## Instruction
Rewrite the data below, replacing every instance of "Found at" with "Located at" and leaving everything else unchanged.

(Stored data items)
* Begin *
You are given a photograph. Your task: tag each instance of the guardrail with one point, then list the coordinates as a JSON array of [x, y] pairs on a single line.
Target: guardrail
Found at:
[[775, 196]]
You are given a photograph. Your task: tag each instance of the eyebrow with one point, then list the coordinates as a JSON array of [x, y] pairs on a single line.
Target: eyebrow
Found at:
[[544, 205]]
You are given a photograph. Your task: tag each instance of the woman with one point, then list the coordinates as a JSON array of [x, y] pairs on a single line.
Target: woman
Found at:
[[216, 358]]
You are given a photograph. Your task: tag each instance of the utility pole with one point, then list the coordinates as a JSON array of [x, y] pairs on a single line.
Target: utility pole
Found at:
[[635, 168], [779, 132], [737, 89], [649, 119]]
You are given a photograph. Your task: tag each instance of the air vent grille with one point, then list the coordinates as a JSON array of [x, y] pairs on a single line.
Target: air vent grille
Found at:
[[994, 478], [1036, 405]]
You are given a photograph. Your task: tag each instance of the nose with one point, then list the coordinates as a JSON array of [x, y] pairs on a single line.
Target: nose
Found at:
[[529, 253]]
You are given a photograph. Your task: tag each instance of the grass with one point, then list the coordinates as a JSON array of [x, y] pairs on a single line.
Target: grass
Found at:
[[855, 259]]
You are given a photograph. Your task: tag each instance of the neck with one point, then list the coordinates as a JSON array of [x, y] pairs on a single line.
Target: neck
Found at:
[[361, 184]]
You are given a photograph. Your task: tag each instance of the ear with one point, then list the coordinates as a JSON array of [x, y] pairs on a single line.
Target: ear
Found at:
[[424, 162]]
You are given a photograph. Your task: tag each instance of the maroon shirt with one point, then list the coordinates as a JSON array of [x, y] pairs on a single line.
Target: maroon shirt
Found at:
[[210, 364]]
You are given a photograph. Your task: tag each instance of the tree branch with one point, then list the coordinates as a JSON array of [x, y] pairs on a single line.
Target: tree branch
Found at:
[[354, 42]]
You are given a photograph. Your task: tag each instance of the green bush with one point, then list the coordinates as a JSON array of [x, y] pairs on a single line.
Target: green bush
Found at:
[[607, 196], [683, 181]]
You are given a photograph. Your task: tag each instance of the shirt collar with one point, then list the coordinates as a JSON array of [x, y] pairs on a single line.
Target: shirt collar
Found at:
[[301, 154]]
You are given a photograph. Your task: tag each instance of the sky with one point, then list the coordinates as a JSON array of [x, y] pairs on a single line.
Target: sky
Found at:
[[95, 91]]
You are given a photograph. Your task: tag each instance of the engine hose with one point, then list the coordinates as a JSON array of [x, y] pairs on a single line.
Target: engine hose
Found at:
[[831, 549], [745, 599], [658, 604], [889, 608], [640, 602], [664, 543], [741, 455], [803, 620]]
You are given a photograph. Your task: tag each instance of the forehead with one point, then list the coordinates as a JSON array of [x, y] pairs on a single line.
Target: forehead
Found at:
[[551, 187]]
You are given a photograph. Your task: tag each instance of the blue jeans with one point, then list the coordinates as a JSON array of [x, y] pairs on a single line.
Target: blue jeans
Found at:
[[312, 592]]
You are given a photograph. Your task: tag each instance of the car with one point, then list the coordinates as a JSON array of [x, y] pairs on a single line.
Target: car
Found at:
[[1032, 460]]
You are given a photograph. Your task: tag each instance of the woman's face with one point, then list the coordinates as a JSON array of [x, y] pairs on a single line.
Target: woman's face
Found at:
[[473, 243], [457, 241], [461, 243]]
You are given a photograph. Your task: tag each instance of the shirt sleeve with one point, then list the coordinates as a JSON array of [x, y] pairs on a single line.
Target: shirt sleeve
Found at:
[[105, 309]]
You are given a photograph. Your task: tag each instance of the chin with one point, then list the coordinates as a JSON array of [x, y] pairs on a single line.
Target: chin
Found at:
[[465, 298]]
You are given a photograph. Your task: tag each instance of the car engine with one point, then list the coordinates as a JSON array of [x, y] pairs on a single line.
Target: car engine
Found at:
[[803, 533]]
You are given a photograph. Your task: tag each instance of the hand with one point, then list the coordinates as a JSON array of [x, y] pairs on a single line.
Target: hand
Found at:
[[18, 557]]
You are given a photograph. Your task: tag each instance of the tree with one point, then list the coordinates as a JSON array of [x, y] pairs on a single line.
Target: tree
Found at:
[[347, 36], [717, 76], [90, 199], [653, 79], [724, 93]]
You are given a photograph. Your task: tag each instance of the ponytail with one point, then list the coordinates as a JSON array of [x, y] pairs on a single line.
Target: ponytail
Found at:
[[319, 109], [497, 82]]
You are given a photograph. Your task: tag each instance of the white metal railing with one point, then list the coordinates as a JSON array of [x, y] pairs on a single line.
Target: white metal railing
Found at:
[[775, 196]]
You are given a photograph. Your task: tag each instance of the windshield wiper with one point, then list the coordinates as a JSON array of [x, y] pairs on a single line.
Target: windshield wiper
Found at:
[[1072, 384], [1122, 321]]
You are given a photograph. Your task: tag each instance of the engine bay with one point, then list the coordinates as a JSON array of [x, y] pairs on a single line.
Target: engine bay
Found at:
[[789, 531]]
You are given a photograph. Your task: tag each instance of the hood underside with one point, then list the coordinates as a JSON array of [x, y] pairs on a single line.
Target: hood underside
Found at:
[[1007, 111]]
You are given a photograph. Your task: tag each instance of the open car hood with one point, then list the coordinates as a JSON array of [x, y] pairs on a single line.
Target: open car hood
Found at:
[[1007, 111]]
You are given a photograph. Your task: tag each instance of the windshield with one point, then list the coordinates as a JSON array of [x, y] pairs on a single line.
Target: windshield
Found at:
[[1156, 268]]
* End *
## Answer for this exercise
You are given a photograph. Your task: tag each instance of the guardrail with one point, then list the coordinates as a JSON array of [x, y] pairs on a single line.
Target: guardrail
Located at:
[[775, 196]]
You are given a photograph. Your task: tag each instance of the eyebrow with one point, then list the coordinates as a JSON array of [x, y] pairs on a single line.
Target: eyebrow
Located at:
[[544, 205]]
You are given a photograph. Your task: tag each instance of the woman with one point, then list the coordinates as a JSON array of [x, y] pairs on a single line.
Target: woman
Located at:
[[216, 358]]
You are given a photograph. Your task: tag each instance of the utility pole with one point, then list the coordinates as a JSON array of [x, y] pairs on a single line.
Target: utility pole
Located at:
[[635, 168], [779, 132], [737, 89], [649, 119]]
You are given a photograph. Your task: tag each instance of the air vent grille with one point, then list the coordinates as a JSON array of [x, y] pairs on a single line.
Target: air vent grille
Located at:
[[994, 478], [1036, 405]]
You are given a photograph. Your task: tag each instance of the nose with one point, then list the coordinates as a JSON array of [x, y] pairs on a single line.
Target: nose
Located at:
[[529, 253]]
You are given a photograph. Your task: tag each instance of the grass with one point, then list the coordinates as a JSON array of [x, y] pairs on a single line.
Target: grass
Located at:
[[855, 259]]
You are given a photograph. Your task: tag each instance of the neck with one point, then list the coordinates as a JSON array of [x, y] pairs on a single line.
Target: neck
Located at:
[[361, 184]]
You are given a photograph. Your task: tag each instance of the ear with one point, then list the coordinates as a JSON array of [x, y] pairs on a single line.
Target: ear
Located at:
[[424, 162]]
You are given a photograph. Your task: tag each instance of the maroon shirt with one point, then list the coordinates as a JSON array of [x, y] pairs on a single line.
Target: maroon shirt
Located at:
[[210, 364]]
You are given a photograph. Your task: tag each instance of the tree branch with one point, then list the coordinates as a JSON array of [x, y] pairs on a single line.
Target: tree branch
Located at:
[[354, 42]]
You are given a photograph. Your task: tag each instance of the green bush with one point, then list the coordinates as a JSON array of [x, y] pairs on a single line.
Target: green bush
Located at:
[[607, 196], [683, 181]]
You are given a photograph. Your task: tag each instance of the shirt collar with one point, then list the coordinates as a JSON array of [x, y] pairs on a single line.
Target: shirt collar
Located at:
[[301, 154]]
You are given a photograph. Your task: tag each instance of the sky with one point, then list the coordinates as a JSON array of [x, y] pairs on a single line.
Target: sky
Located at:
[[95, 91]]
You are given a photograph. Your task: tag each instance of the engine hose with one point, then list the coordinates as a JSON array of [x, y] pairs on a single line.
Target: engine hose
Located at:
[[831, 549], [745, 599], [658, 604], [889, 608], [640, 602], [664, 543], [741, 455], [803, 620]]
You are given a photograph. Your task: tag each instance of the forehead with one point, then list the coordinates as a JSON array of [x, y] pairs on a single line.
Target: forehead
Located at:
[[551, 187]]
You are given a photograph. Your task: tag each instance of the blue jeans with one point, then list the coordinates as a JSON array of [x, y] pairs on a single line.
Target: blue jeans
Located at:
[[312, 592]]
You are given a photograph. Your task: tag each instance of the car with one point, then list the coordinates as a JSON array of [x, y] pairs on a single line.
Target: car
Located at:
[[1032, 460]]
You are given a photograph. Your task: tag each instance of the woman's face with one point, then list the coordinates as a JSON array of [x, y] pairs on a single line.
Target: woman's face
Located at:
[[473, 243], [457, 241], [461, 243]]
You are given a photograph. Your task: tag each instance of the shirt sleeve with one point, then list the coordinates as a JSON array of [x, y] pairs on a single line.
Target: shirt sleeve
Located at:
[[105, 309]]
You are given a photograph. Your task: tag each instance of the chin with one point, then list the coordinates as a JSON array of [x, y] pairs on a single line.
Target: chin
Located at:
[[465, 298]]
You are given a photograph. Your task: tag each instance of the car engine with one point, then list the coordinates as a JSON array of [x, y] pairs on a single line.
Target: car engine
Located at:
[[803, 533]]
You are given a photograph. Your task: tag each instance of the hand with one point, then list the coordinates as a JSON array of [x, y] pairs on a single line.
Target: hand
Located at:
[[18, 557]]
You are given a photograph. Your task: tag each instance of the tree with one point, then list the coordinates as a JSON array of [x, y] pairs on a single line.
Target: tree
Located at:
[[347, 36], [717, 76], [90, 199], [653, 79], [724, 93]]
You are given a photograph. Your task: tag each instance of the ponytail with one point, then list the coordinates as a JSON array of [x, y] pairs on a single line.
Target: ponytail
Located at:
[[319, 109], [497, 82]]
You are given a photograph. Your task: tag each instance of the white metal railing with one point, then list the coordinates as a JSON array of [x, y] pairs on a single line.
Target: white metal railing
Located at:
[[775, 196]]
You are given a photograph. Your task: tag each instance of the windshield wiper with one point, then list the coordinates as a JSON array of [x, y] pairs on a single line.
Target: windshield wiper
Located at:
[[1072, 384], [1122, 321]]
You are given a photograph. Your task: tag each instance of the engine bay with one point, then list the coordinates as a JSON array of [x, y] pairs on a single line.
Target: engine bay
Located at:
[[789, 531]]
You are given a photograph. Your task: tag each instance of the hood underside with one point, then list the coordinates as a JSON array of [x, y] pairs on a single line.
Target: hood underside
Located at:
[[1007, 111]]
You are given a photograph. Your task: tag each instance of the open car hood with one point, then list the coordinates as a JSON array of [x, y] pairs on a single line.
Target: open car hood
Located at:
[[1007, 111]]
You are given a photograph. Your task: tag each instance of the windshield with one point, then list the coordinates as a JSON array of [x, y] pairs on a single line.
Target: windshield
Located at:
[[1156, 268]]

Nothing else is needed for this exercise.